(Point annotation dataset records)
════════════════════

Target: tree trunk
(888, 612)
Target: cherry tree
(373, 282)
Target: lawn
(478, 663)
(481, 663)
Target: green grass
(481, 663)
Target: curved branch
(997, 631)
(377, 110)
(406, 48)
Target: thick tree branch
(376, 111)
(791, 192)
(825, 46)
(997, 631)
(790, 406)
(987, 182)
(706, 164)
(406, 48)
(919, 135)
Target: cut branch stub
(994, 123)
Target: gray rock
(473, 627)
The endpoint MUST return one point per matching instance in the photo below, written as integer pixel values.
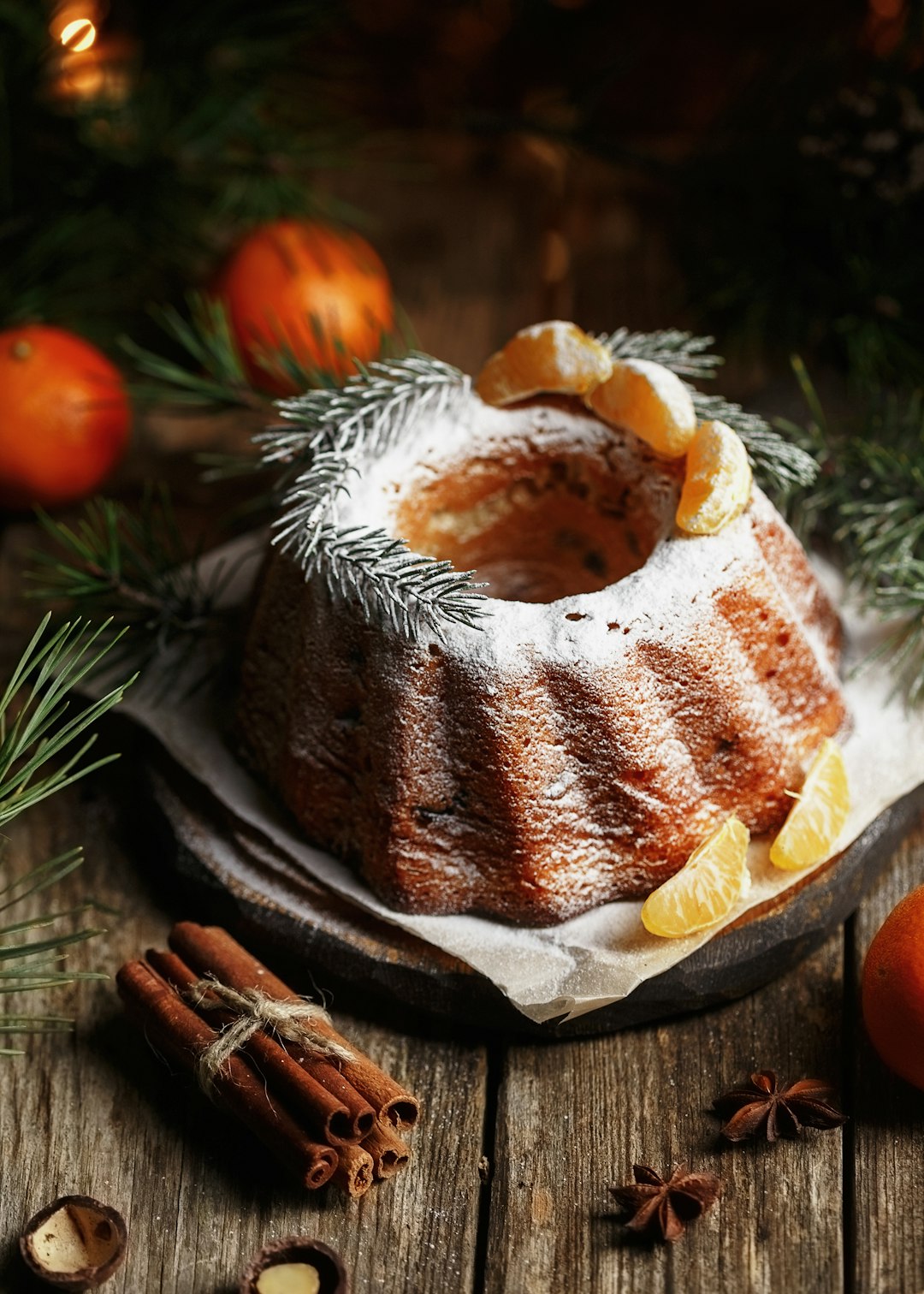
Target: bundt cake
(631, 687)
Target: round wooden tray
(347, 947)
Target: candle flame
(78, 35)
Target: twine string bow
(294, 1020)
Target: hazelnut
(295, 1266)
(75, 1243)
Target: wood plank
(886, 1210)
(100, 1114)
(575, 1117)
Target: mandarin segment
(706, 889)
(554, 358)
(717, 482)
(817, 818)
(650, 401)
(893, 988)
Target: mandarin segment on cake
(631, 689)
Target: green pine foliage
(214, 121)
(45, 745)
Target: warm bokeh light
(78, 35)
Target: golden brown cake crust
(571, 751)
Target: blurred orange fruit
(63, 417)
(818, 816)
(717, 482)
(649, 400)
(706, 889)
(893, 988)
(320, 293)
(554, 356)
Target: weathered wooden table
(507, 1187)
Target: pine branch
(369, 413)
(37, 727)
(214, 373)
(310, 505)
(870, 500)
(337, 430)
(681, 353)
(138, 571)
(411, 593)
(779, 466)
(39, 732)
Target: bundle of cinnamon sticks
(323, 1119)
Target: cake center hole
(536, 528)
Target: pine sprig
(681, 353)
(138, 571)
(40, 730)
(310, 503)
(870, 500)
(369, 413)
(337, 432)
(779, 466)
(44, 748)
(411, 593)
(214, 373)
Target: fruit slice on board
(717, 483)
(818, 816)
(706, 889)
(649, 400)
(554, 356)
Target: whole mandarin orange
(63, 417)
(318, 291)
(893, 988)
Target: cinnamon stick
(183, 1036)
(355, 1172)
(323, 1113)
(390, 1155)
(209, 947)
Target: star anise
(664, 1208)
(767, 1106)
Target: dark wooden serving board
(351, 950)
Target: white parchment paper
(593, 959)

════════════════════

# [Task goal]
Reproduce, exactly and with nothing added, the lines from the one that includes "Target: warm bokeh light" through the last line of the material.

# [Problem solution]
Target: warm bokeh light
(78, 35)
Target: golden brown cake crust
(571, 751)
Target: blurred orange fruit
(63, 417)
(818, 816)
(717, 482)
(649, 400)
(706, 889)
(893, 988)
(320, 293)
(554, 356)
Target: weathered wooden table
(507, 1187)
Target: pine branch
(369, 413)
(37, 727)
(214, 373)
(310, 505)
(870, 500)
(337, 430)
(681, 353)
(138, 571)
(411, 593)
(779, 466)
(39, 732)
Target: bundle of cinnamon sticks
(323, 1119)
Target: cake center hole
(536, 528)
Target: pine sprig
(681, 353)
(138, 571)
(40, 730)
(310, 503)
(870, 500)
(369, 413)
(337, 432)
(779, 466)
(44, 748)
(411, 593)
(214, 373)
Target: fruit slice on board
(717, 483)
(818, 816)
(706, 889)
(649, 400)
(554, 356)
Target: whole mandarin orange
(63, 417)
(318, 291)
(893, 988)
Target: cinnamon stick
(183, 1036)
(355, 1172)
(323, 1113)
(390, 1155)
(209, 947)
Target: star anise
(664, 1208)
(767, 1106)
Target: dark wooden serving board
(351, 950)
Target: white parchment paper
(593, 959)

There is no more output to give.